▶ [Text for analysis]
= Beginning of Section =

Here's how the Vatican's mobile medical unit is helping the poor in Rome
Posted July 25, 2016
The Vatican continues its efforts to help the poor and downtrodden through the donation of a mobile medical unit that is now traveling around Rome to offer free health care to people in need.
It's a development that should come as no surprise, considering the fact that Pope Francis has been a prominent voice for those in need, regularly speaking out about the impact that both poverty — and wealth — can have in society.
Staff with the Istituto di Medicina Solidale — a group of doctors and health care providers who volunteer their time to help the poor — drive the RV-styled vehicle around to find and help people in need.
The organization, which has been working since 2004, partners with the Catholic Church and other organizations to set up clinics and to offer services to those with few — or no — options for help.
Dr. Lucia Ercoli, director of the Istituto di Medicina Solidale, has said that the vehicle, which is adorned with the Holy See's coat of arms and has Vatican license plates, helps those on the margins feel connected to the pontiff as well as the church more broadly, Catholic News Service reported.

= End of Section =

▶ [Problem 1] Please list every detail the article gives about what the Vatican's mobile medical unit looks like.
▶ [Problem 2] According to the article, since what year has the Istituto di Medicina Solidale been working?
▶ [Problem 3] Summarize the article in two sentences.

▶ [Record set]
= Beginning of Section =

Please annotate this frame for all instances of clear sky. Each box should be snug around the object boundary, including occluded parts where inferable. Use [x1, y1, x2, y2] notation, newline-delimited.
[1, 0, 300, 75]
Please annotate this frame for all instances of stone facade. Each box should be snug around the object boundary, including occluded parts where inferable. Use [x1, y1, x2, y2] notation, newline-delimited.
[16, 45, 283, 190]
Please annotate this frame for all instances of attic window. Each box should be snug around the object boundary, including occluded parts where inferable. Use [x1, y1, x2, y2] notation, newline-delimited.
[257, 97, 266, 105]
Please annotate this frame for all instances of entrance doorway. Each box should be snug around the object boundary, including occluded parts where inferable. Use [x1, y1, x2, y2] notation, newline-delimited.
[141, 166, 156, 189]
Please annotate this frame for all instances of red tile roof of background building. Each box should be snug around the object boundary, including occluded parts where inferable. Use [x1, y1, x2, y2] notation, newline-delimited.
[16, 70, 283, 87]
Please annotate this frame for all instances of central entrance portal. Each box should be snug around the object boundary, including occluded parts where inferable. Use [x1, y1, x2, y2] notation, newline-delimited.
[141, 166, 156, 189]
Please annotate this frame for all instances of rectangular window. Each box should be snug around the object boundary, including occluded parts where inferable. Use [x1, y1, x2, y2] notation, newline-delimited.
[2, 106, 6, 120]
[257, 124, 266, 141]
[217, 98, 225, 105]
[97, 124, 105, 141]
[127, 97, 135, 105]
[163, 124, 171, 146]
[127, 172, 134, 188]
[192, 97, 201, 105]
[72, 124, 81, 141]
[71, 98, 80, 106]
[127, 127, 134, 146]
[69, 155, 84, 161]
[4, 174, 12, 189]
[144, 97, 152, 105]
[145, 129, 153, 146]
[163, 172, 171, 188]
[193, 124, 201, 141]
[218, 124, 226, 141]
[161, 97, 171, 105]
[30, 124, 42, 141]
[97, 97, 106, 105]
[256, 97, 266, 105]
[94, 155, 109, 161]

= End of Section =

▶ [Exercise response 1]
- It is an RV-styled vehicle.
- It is adorned with the Holy See's coat of arms.
- It has Vatican license plates.

▶ [Exercise response 2] Since 2004.

▶ [Exercise response 3] The Vatican has donated a mobile medical unit that travels around Rome offering free health care to people in need. Volunteer doctors and health care providers from the Istituto di Medicina Solidale drive the vehicle, which according to director Dr. Lucia Ercoli helps people on the margins feel connected to the pontiff and the church.